Nothing may be dropped or altered: reproduce all the data.

+++ Record extracts

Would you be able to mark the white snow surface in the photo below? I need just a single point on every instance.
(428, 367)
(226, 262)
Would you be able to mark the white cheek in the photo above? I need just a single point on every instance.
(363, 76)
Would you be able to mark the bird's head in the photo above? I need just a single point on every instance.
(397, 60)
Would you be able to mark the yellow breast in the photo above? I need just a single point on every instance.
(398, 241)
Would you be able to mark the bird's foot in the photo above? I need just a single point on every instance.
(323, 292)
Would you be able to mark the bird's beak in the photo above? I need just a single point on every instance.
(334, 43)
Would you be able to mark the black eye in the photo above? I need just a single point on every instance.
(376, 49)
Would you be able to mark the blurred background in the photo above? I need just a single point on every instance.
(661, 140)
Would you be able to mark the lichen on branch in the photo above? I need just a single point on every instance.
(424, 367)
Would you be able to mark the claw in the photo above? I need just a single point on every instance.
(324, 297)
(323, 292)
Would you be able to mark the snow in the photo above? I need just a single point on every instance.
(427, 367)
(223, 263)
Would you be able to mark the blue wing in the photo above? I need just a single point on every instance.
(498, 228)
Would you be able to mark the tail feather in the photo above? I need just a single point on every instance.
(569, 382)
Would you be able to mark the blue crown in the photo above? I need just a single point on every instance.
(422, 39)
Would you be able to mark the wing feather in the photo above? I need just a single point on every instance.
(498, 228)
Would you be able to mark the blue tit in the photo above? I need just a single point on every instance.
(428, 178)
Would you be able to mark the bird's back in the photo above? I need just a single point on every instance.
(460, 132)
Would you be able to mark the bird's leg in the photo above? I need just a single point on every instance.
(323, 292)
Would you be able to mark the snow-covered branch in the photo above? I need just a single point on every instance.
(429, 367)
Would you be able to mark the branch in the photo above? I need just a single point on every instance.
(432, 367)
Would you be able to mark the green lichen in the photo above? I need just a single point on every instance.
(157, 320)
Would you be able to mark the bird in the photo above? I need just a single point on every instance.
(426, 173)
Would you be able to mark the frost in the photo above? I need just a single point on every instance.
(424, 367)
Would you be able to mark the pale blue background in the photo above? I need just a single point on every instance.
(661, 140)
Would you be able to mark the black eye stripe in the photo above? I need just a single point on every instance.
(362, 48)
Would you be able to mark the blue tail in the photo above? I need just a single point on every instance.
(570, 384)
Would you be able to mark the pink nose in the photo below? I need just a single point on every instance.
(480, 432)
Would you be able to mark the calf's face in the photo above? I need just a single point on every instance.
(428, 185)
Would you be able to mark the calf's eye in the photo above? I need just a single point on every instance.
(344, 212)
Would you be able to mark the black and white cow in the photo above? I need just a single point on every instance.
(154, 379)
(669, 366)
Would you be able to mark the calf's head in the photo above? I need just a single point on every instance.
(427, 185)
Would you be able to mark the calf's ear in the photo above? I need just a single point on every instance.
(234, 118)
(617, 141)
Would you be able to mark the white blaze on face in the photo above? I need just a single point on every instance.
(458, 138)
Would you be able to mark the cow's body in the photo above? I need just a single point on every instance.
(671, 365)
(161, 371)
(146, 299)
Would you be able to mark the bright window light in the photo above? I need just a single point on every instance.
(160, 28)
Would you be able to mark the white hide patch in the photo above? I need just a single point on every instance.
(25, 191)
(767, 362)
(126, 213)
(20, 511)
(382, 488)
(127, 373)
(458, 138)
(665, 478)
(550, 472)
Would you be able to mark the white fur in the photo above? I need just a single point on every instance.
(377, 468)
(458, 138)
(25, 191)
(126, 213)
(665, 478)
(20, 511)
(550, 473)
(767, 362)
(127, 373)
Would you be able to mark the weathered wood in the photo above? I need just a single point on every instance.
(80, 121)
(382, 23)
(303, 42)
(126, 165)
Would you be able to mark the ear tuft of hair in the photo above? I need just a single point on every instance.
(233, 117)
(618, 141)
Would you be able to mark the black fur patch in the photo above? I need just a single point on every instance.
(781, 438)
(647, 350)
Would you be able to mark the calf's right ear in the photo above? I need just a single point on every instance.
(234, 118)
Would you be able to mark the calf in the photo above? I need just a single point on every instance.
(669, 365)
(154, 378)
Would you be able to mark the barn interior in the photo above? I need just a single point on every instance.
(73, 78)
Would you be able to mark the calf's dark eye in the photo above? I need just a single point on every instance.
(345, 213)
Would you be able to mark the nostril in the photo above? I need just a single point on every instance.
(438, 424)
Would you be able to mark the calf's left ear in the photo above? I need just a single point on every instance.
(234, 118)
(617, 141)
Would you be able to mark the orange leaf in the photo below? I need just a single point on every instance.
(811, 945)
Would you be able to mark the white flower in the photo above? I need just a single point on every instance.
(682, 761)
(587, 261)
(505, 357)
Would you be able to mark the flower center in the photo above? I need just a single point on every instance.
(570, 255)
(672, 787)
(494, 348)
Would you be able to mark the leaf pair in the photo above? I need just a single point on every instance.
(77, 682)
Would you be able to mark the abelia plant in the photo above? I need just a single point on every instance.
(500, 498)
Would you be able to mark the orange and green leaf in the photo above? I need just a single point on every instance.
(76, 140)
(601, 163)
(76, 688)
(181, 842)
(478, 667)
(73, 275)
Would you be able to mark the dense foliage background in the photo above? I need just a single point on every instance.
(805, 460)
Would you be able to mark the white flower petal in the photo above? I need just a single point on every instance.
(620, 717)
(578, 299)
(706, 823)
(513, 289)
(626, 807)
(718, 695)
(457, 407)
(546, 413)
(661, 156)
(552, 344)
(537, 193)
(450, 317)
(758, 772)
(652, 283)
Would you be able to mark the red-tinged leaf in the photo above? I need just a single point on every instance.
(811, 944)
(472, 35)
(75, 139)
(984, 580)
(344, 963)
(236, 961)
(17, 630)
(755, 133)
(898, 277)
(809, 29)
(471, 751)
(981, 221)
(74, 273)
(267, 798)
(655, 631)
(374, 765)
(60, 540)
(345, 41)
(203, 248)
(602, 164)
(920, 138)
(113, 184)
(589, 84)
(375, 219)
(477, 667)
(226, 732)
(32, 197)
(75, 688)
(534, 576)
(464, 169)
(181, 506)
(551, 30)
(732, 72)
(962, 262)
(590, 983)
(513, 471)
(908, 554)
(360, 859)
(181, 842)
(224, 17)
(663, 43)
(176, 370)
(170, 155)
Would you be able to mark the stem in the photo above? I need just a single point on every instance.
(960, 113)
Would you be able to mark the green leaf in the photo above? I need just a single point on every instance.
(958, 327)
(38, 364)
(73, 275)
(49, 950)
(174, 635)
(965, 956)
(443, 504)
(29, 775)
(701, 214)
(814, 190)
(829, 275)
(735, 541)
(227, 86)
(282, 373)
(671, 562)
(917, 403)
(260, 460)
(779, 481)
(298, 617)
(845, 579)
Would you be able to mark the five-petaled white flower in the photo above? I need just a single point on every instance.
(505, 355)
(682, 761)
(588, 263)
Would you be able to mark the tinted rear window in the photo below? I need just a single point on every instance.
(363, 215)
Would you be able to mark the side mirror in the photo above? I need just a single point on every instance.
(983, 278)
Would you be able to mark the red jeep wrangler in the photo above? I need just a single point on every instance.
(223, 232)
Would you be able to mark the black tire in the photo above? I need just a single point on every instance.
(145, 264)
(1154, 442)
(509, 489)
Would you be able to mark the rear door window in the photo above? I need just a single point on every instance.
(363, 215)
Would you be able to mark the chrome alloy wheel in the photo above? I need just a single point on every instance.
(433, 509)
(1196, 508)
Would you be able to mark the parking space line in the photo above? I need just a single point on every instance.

++++++

Answer to this task:
Would you be able to mark the white snow surface in the photo below? I need just a single point on every instance.
(428, 367)
(226, 262)
Would you be able to mark the white cheek in the photo above? I need just a single point on every instance.
(363, 76)
Would you be able to mark the bird's head in the photo above? I need just a single point on every instance.
(397, 60)
Would you be able to mark the yellow breast in the photo above? I need just a single point on every instance.
(398, 241)
Would you be able to mark the bird's foot in the photo above? I need just a single point on every instance.
(323, 292)
Would you be able to mark the bird's beak in the photo above? I need just a single point on every instance.
(334, 43)
Would you be able to mark the black eye in the photo above? I need just a single point on every instance.
(376, 49)
Would you be able to mark the blurred background in the photo above? I need just a single point on every instance.
(661, 140)
Would you be able to mark the lichen on branch in the photo above? I need just a single point on every instance.
(424, 367)
Would you be able to mark the claw in the photo above? I need just a single point on every instance.
(324, 297)
(323, 292)
Would you be able to mark the snow in the photo above? I need just a single point on every instance.
(427, 367)
(223, 263)
Would you be able to mark the blue wing in the photo above? I need just a single point on every instance.
(498, 228)
Would you be able to mark the tail feather in the photo above? I need just a single point on every instance.
(569, 382)
Would you be able to mark the blue crown in the photo above? I need just a single point on every instance.
(422, 39)
Would you be able to mark the wing feather in the photo above? I need just a single point on every instance.
(498, 228)
Would you be able to mark the blue tit in the photo above? I need just a single point on every instance.
(428, 178)
Would you be able to mark the bird's back in the photo above? I need just a single point on every instance.
(460, 132)
Would you be able to mark the bird's leg in the photo above? I need just a single point on every instance.
(323, 292)
Would you be able to mark the snow-covered branch in the photo above? I need just a single point on every instance.
(429, 367)
Would you be able to mark the branch in the photo above? I need just a single point on every instance.
(432, 367)
Would you be able to mark the green lichen in the photo above? I need just a single point on every instance.
(157, 320)
Would you be able to mark the bird in the photo above? I need just a single point on every instance.
(426, 173)
Would you be able to mark the frost in the photo above? I need just a single point on every instance.
(424, 367)
Would you be able to mark the pale blue background in the photo above? I need just a single point on every instance.
(661, 140)
Would you be able to mark the black eye stripe in the photo above? I need just a single point on every instance.
(362, 48)
Would you be able to mark the blue tail in the photo above? I need just a single point on every instance.
(570, 384)
Would you be able to mark the pink nose in the photo below? I need just a single point on every instance.
(480, 432)
Would you be able to mark the calf's face in the photo above? I need just a single point on every instance.
(428, 185)
Would you be able to mark the calf's eye in the photo above? I need just a single point on every instance.
(344, 212)
Would you be able to mark the black and white cow in the photo above? I need just a single point on every instance.
(154, 379)
(669, 366)
Would you be able to mark the calf's head in the photo above? I need just a single point on every instance.
(427, 185)
Would you be able to mark the calf's ear in the photo above? I need just a single point on every instance.
(234, 118)
(617, 141)
Would you be able to mark the white blaze on face in the photo above? I need just a single point on every instance.
(458, 138)
Would you be able to mark the cow's body in the photo above? I need just a single point on every instance.
(671, 365)
(161, 371)
(146, 299)
Would you be able to mark the bright window light in the photo above? I need just a single point on every instance.
(160, 28)
Would you be able to mark the white hide patch in the photo above? I need just a single point on every instance.
(25, 191)
(767, 362)
(126, 213)
(20, 511)
(382, 488)
(127, 373)
(458, 138)
(665, 478)
(550, 472)
Would you be able to mark the white fur in the photo above? I need just a single point on every instance.
(377, 468)
(458, 138)
(25, 191)
(126, 213)
(665, 478)
(20, 511)
(550, 473)
(767, 362)
(127, 373)
Would you be able to mark the weathered wood in the photo above? I need just a single point on every instance.
(80, 121)
(382, 23)
(303, 42)
(126, 165)
Would you be able to mark the ear tuft of hair in the photo above? I need just a single point on every instance.
(233, 117)
(618, 141)
Would you be able to mark the black fur patch in the photo above? I need just a single point on every instance.
(781, 438)
(647, 350)
Would you be able to mark the calf's right ear in the photo above? I need just a single point on every instance.
(234, 118)
Would you be able to mark the calf in the photo above? I need just a single point on every instance.
(669, 365)
(154, 378)
Would you be able to mark the barn interior in the photo above? I need just a single point on every instance.
(73, 78)
Would you be able to mark the calf's dark eye in the photo above? I need just a single point on every instance.
(345, 213)
Would you be able to mark the nostril in the photo above? I need just a single point on every instance.
(438, 424)
Would you be able to mark the calf's left ear in the photo above? I need just a single point on every instance.
(234, 118)
(617, 141)
Would you be able to mark the orange leaf in the photo below? I need just a single point on every instance.
(811, 945)
Would you be able to mark the white flower in the photo above? I need just a single point on every instance.
(682, 761)
(587, 261)
(505, 357)
Would you be able to mark the flower center in the photo above? I need just a single point on every instance.
(570, 255)
(672, 787)
(494, 348)
Would you be able to mark the leaf pair in the photo above? I need just a single point on every instance.
(77, 682)
Would you be able to mark the abelia plant in the photo above? I need just a single point on every instance.
(500, 498)
Would you be able to mark the orange and green leaf in the photo above? I need just a single point on every instance.
(76, 140)
(601, 163)
(76, 688)
(181, 842)
(478, 667)
(73, 275)
Would you be able to mark the dense foliage background in the photo above? I need just a single point on every instance.
(805, 460)
Would you be able to mark the white flower petal in the photo above? I need just a single point on every instance.
(620, 717)
(578, 299)
(706, 823)
(513, 289)
(626, 807)
(718, 695)
(457, 407)
(546, 413)
(661, 156)
(552, 344)
(537, 193)
(450, 317)
(758, 772)
(652, 283)
Would you be able to mark the red-tinged leaf in the photo above? I need just a single point on every instance.
(811, 944)
(472, 35)
(75, 139)
(984, 580)
(344, 963)
(236, 961)
(17, 630)
(755, 133)
(898, 277)
(809, 29)
(471, 751)
(981, 221)
(74, 273)
(267, 798)
(655, 631)
(374, 765)
(60, 540)
(345, 41)
(203, 248)
(602, 164)
(920, 138)
(113, 184)
(589, 84)
(375, 219)
(477, 667)
(226, 732)
(32, 197)
(75, 688)
(534, 576)
(464, 169)
(181, 506)
(551, 30)
(732, 72)
(962, 262)
(590, 983)
(513, 471)
(908, 554)
(360, 859)
(181, 842)
(224, 17)
(663, 43)
(176, 370)
(170, 155)
Would you be able to mark the stem in the photo above? I need just a single point on every instance.
(960, 113)
Would you be able to mark the green leaf in the photo above? I need just a single point on every instance.
(958, 327)
(38, 364)
(73, 275)
(49, 950)
(174, 635)
(965, 956)
(443, 504)
(29, 775)
(701, 214)
(814, 190)
(829, 275)
(735, 541)
(227, 86)
(282, 373)
(671, 562)
(917, 403)
(260, 460)
(779, 481)
(298, 617)
(845, 579)
Would you be able to mark the five-petaled white flower in the photo above? I need just a single point on every instance.
(505, 355)
(682, 761)
(588, 263)
Would you be able to mark the tinted rear window in the photo below? I need just a single point on every instance.
(363, 215)
Would you be able to mark the side mirror in the photo above? I need just a single point on every instance.
(983, 278)
Would you be able to mark the red jeep wrangler in the photo above? I need just a single point on every instance.
(223, 232)
Would you be able to mark the black tire in the photo above? I need just a single point on every instance.
(145, 264)
(1154, 442)
(509, 489)
Would you be able to mark the rear door window in the photo above? I need just a single point on every instance.
(363, 215)
Would you be able to mark the chrome alloy wheel in the photo above? I need just a single point on every instance.
(433, 509)
(1196, 508)
Would you be able to mark the parking space line in the photo above? I need just a single point on every instance.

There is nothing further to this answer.